Whatever their origins, there were certainly ideas associated with these buns which could be regarded as superstitions.  In the Middle Ages, they were believed to have powers of protection and healing.  People would hang a Hot Cross Bun from the rafters of their homes for protection throughout the coming year.  If hung in the kitchen, they were said to protect against fires and ensure that all breads turned out perfectly.  The hanging bun was replaced each year.

It was also believed that buns baked, and served, on Good Friday would not spoil or become mouldy throughout the coming year and such a bun would be kept for medicinal purposes. If someone was sick some of the dried bun would be ground into powder, mixed in water, and administered. A person was said to often recover quickly simply by eating a small piece of the bun.

Sharing a Hot Cross Bun with another was believed to ensure friendship throughout the coming year, particularly if,

“Half for you and half for me, Between us two shall goodwill be”

:: The problem ::
Can you duplicate the part of the hot cross bun superstitions excerpt that opens with the words containing "Whatever their origins, there" and closes with "of the bun."?

Image point grounding data:
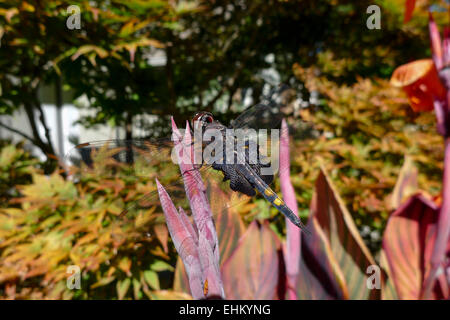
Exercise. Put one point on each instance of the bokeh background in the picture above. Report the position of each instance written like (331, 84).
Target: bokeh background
(132, 64)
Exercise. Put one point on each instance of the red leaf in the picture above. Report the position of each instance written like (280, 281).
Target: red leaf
(252, 270)
(409, 9)
(343, 245)
(408, 241)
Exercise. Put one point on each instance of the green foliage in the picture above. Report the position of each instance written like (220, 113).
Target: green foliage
(60, 223)
(15, 169)
(362, 134)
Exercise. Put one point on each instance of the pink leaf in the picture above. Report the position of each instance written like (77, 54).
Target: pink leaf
(293, 240)
(251, 272)
(442, 230)
(407, 242)
(436, 44)
(184, 242)
(409, 9)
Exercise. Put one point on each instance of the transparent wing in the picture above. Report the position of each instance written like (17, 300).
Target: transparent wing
(108, 157)
(134, 165)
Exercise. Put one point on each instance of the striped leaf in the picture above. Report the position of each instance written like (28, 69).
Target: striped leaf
(347, 252)
(317, 279)
(251, 272)
(408, 242)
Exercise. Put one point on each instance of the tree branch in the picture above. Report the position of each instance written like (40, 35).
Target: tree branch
(18, 132)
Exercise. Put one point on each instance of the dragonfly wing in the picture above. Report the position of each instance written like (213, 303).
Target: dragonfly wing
(105, 158)
(267, 114)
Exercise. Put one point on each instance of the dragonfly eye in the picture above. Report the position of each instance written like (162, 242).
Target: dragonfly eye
(201, 119)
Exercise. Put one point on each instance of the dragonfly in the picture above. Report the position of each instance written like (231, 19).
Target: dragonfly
(243, 166)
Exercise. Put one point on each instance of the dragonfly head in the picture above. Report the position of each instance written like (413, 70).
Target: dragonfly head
(201, 120)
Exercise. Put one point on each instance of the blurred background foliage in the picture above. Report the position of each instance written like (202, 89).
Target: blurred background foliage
(218, 53)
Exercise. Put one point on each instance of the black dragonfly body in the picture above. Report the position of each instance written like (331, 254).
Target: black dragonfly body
(243, 175)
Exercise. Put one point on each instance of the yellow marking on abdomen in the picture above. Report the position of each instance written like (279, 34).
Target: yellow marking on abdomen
(278, 202)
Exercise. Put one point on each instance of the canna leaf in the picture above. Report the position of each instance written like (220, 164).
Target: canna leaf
(251, 272)
(407, 242)
(347, 250)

:: Solution ::
Whatever their origins, there were certainly ideas associated with these buns which could be regarded as superstitions.  In the Middle Ages, they were believed to have powers of protection and healing.  People would hang a Hot Cross Bun from the rafters of their homes for protection throughout the coming year.  If hung in the kitchen, they were said to protect against fires and ensure that all breads turned out perfectly.  The hanging bun was replaced each year.

It was also believed that buns baked, and served, on Good Friday would not spoil or become mouldy throughout the coming year and such a bun would be kept for medicinal purposes. If someone was sick some of the dried bun would be ground into powder, mixed in water, and administered. A person was said to often recover quickly simply by eating a small piece of the bun.